#### [Problem statement]
Turn every line of the rows below into a numbered list, skipping blank lines and omitting the pictures.

#### [Input rows]
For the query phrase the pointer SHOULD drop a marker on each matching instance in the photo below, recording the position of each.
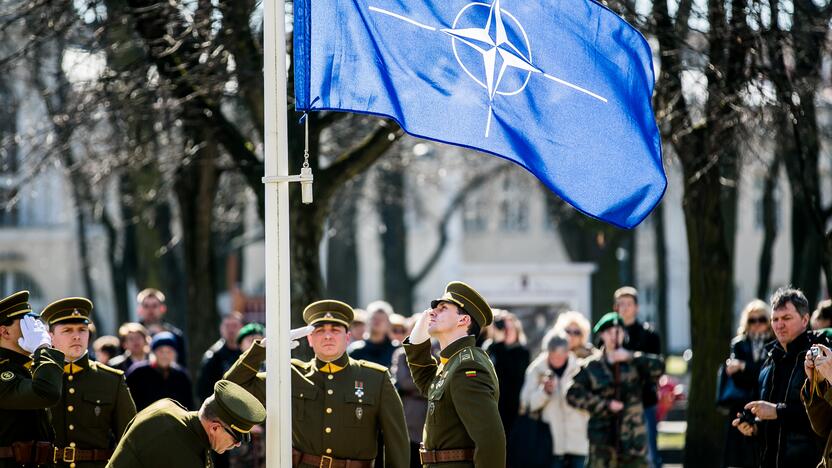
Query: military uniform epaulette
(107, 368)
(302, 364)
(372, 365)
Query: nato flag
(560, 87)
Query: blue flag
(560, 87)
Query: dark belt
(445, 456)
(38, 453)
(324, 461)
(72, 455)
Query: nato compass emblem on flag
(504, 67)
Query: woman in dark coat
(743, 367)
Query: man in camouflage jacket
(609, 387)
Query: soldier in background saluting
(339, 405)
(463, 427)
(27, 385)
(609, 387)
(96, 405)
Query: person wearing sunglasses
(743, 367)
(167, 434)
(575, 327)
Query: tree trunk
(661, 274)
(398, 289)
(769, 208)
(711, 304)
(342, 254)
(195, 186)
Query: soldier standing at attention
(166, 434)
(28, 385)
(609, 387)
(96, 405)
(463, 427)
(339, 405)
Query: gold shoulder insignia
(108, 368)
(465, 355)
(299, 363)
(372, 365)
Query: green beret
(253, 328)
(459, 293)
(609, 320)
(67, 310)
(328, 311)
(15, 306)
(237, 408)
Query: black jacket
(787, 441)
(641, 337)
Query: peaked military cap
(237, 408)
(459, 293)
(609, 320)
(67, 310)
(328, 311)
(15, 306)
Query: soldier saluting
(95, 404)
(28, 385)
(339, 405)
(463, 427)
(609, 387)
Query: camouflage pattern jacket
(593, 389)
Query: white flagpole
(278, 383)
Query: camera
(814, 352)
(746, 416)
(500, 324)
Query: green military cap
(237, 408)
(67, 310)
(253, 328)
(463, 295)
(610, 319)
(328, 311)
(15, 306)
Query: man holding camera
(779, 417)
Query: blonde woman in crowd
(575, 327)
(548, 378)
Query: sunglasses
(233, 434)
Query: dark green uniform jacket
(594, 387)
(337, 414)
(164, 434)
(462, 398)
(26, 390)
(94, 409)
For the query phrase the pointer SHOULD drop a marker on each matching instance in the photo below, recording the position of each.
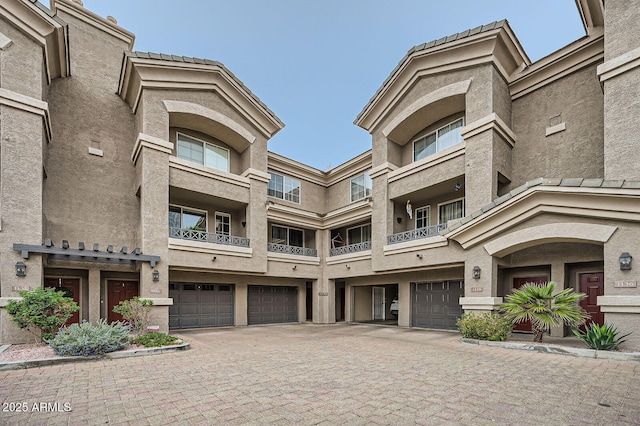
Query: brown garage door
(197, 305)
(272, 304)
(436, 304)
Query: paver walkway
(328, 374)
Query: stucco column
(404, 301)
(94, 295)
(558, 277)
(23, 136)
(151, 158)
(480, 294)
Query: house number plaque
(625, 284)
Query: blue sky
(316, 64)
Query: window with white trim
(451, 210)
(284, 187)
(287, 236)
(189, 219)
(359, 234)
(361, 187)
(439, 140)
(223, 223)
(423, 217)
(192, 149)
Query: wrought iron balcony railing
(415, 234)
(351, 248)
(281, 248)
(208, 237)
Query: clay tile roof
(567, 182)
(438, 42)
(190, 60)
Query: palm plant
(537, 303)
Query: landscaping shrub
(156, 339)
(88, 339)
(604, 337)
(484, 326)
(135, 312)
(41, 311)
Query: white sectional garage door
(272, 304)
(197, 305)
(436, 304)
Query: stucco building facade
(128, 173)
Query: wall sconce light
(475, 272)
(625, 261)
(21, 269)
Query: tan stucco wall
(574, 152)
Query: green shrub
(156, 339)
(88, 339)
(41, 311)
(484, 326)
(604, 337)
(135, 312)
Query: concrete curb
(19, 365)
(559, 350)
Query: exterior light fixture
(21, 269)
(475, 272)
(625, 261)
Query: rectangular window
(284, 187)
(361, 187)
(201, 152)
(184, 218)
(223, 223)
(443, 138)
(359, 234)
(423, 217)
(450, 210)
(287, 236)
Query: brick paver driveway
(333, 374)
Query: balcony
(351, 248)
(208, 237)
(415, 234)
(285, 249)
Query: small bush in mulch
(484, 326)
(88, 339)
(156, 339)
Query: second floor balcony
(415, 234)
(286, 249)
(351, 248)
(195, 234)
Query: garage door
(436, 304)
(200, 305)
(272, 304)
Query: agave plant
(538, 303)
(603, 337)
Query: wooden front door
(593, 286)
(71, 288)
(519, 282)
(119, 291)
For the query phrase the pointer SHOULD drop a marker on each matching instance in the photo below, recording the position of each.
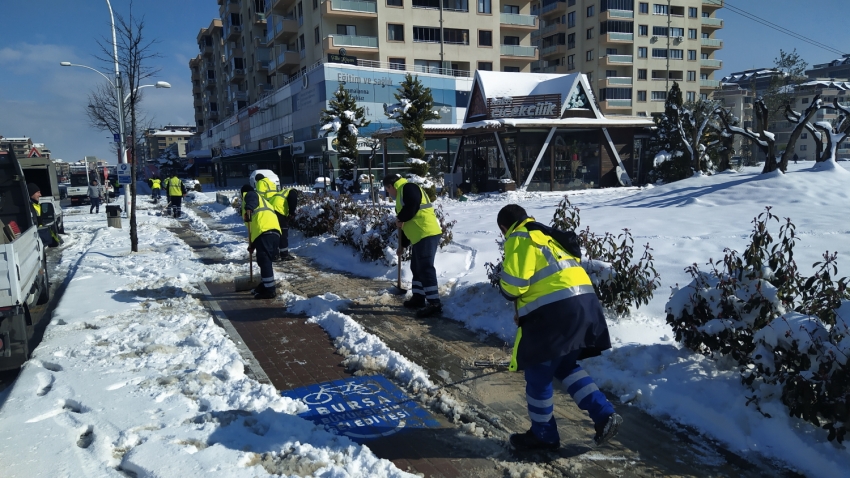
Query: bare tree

#### [Task response]
1. For the query phrase the pointer SHOULD drop a marker on each matching instance in the photo below, recording the position of each.
2. Query: military uniform epaulette
3. (107, 368)
4. (302, 364)
5. (372, 365)
6. Query: nato flag
7. (560, 87)
8. Query: blue flag
9. (560, 87)
10. Query: dark belt
11. (445, 456)
12. (38, 453)
13. (324, 461)
14. (72, 455)
15. Query: nato compass emblem on flag
16. (504, 67)
17. Query: woman in dark coat
18. (743, 367)
19. Query: man in camouflage jacket
20. (609, 387)
21. Query: soldier in background saluting
22. (339, 405)
23. (463, 427)
24. (27, 385)
25. (609, 387)
26. (96, 405)
27. Query: person wearing sunglasses
28. (743, 367)
29. (167, 434)
30. (575, 327)
31. Query: tree trunk
32. (661, 274)
33. (398, 289)
34. (769, 208)
35. (711, 304)
36. (342, 254)
37. (195, 186)
38. Query: soldier standing at attention
39. (166, 434)
40. (28, 385)
41. (609, 387)
42. (96, 405)
43. (463, 427)
44. (339, 405)
45. Query: gold shoulder insignia
46. (108, 368)
47. (465, 355)
48. (299, 363)
49. (372, 365)
50. Query: green beret
51. (253, 328)
52. (459, 293)
53. (609, 320)
54. (67, 310)
55. (328, 311)
56. (15, 306)
57. (237, 408)
58. Query: black jacket
59. (787, 441)
60. (641, 337)
61. Query: peaked military cap
62. (237, 408)
63. (459, 293)
64. (609, 320)
65. (67, 310)
66. (328, 311)
67. (15, 306)
68. Query: soldier saluting
69. (95, 404)
70. (28, 385)
71. (339, 405)
72. (463, 427)
73. (609, 387)
74. Query: camouflage pattern jacket
75. (593, 389)
76. Query: white flagpole
77. (278, 383)
78. Query: camera
79. (814, 352)
80. (746, 416)
81. (500, 324)
82. Query: green military cap
83. (237, 408)
84. (67, 310)
85. (253, 328)
86. (463, 295)
87. (610, 319)
88. (328, 311)
89. (15, 306)
90. Query: man holding camera
91. (779, 417)
92. Query: blonde woman in crowd
93. (575, 327)
94. (548, 378)
95. Query: sunglasses
96. (233, 434)
97. Query: dark green uniform jacket
98. (594, 387)
99. (337, 414)
100. (164, 434)
101. (462, 398)
102. (26, 390)
103. (94, 409)
104. For the query phrase the pointer SHOULD drop a marker on each matching instance in the photo below, recording the position of each.
105. Query: brown garage door
106. (197, 305)
107. (272, 304)
108. (436, 304)
109. Query: paver walkway
110. (328, 374)
111. Query: stucco column
112. (404, 301)
113. (94, 295)
114. (558, 277)
115. (23, 136)
116. (151, 158)
117. (480, 294)
118. Query: house number plaque
119. (625, 284)
120. Query: blue sky
121. (316, 64)
122. Query: window with white trim
123. (451, 210)
124. (284, 187)
125. (287, 236)
126. (189, 219)
127. (359, 234)
128. (361, 187)
129. (439, 140)
130. (223, 223)
131. (423, 217)
132. (192, 149)
133. Query: wrought iron balcony railing
134. (415, 234)
135. (351, 248)
136. (281, 248)
137. (208, 237)
138. Query: clay tile roof
139. (567, 182)
140. (438, 42)
141. (190, 60)
142. Query: palm plant
143. (537, 303)
144. Query: landscaping shrub
145. (156, 339)
146. (88, 339)
147. (604, 337)
148. (484, 326)
149. (135, 312)
150. (41, 311)
151. Query: white sectional garage door
152. (272, 304)
153. (197, 305)
154. (436, 304)
155. Query: stucco building facade
156. (128, 173)
157. Query: wall sconce light
158. (475, 272)
159. (625, 261)
160. (21, 269)
161. Query: tan stucco wall
162. (574, 152)
163. Query: green shrub
164. (156, 339)
165. (88, 339)
166. (41, 311)
167. (484, 326)
168. (604, 337)
169. (135, 312)
170. Query: concrete curb
171. (19, 365)
172. (559, 350)
173. Query: exterior light fixture
174. (21, 269)
175. (475, 272)
176. (625, 261)
177. Query: rectangular window
178. (284, 187)
179. (361, 187)
180. (201, 152)
181. (184, 218)
182. (223, 223)
183. (443, 138)
184. (359, 234)
185. (423, 217)
186. (450, 210)
187. (287, 236)
188. Query: brick paver driveway
189. (333, 374)
190. Query: balcony
191. (351, 248)
192. (208, 237)
193. (415, 234)
194. (285, 249)
195. Query: small bush in mulch
196. (484, 326)
197. (88, 339)
198. (156, 339)
199. Query: second floor balcony
200. (415, 234)
201. (286, 249)
202. (351, 248)
203. (195, 234)
204. Query: garage door
205. (436, 304)
206. (200, 305)
207. (272, 304)
208. Query: agave plant
209. (538, 303)
210. (603, 337)
211. Query: wooden front door
212. (593, 286)
213. (71, 288)
214. (519, 282)
215. (119, 291)
216. For the query phrase the pointer SHOULD drop a marker on each matching instance in the photo below, recording the position of each.
217. Query: bare tree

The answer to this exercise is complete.